SET EXERCISE ▸
Show every line from the items below that contains the word "thickest", and treat uppercase and lowercase as different.

DATA LISTING ▸
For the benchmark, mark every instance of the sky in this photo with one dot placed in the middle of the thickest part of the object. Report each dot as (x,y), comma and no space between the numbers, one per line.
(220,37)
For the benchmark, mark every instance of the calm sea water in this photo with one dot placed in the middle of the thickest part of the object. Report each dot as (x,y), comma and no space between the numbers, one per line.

---

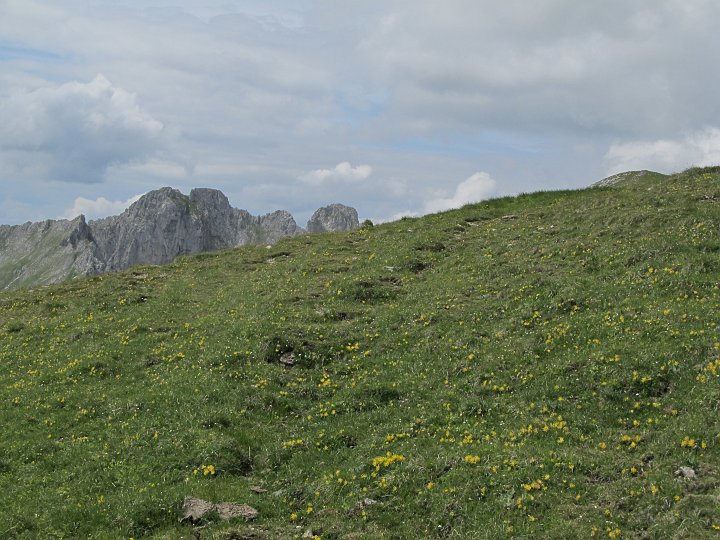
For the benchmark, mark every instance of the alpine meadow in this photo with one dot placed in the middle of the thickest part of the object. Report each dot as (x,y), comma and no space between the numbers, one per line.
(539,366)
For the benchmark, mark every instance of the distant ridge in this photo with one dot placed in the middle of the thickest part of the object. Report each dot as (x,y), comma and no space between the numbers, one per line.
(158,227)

WORKED SOLUTION ▸
For the benchmark, mark every instance of the sky in this photo with one dot placed in the middle of the thickest part of the object. Report each dot as (x,y), comma and no space between the numbers, one per line.
For the benchmark, mark every instance of the calm sea water in this photo with one dot placed in the middle of the thickest part of the object. Report each dot as (x,y), comma and no space between the numbers, one per line.
For the benchmark, mark every instance of the alpine meadow in this photo with one dot placed in the middle of the thickest part of the object. Report each dot as (x,y), comma and no space between the numbers, one per line.
For the benchmark, mark every instance of the distant ridge in this photo with one dot placed in the middle of the thickest part of the object. Report each dot as (x,y), comma and no space between the numbers, one per line.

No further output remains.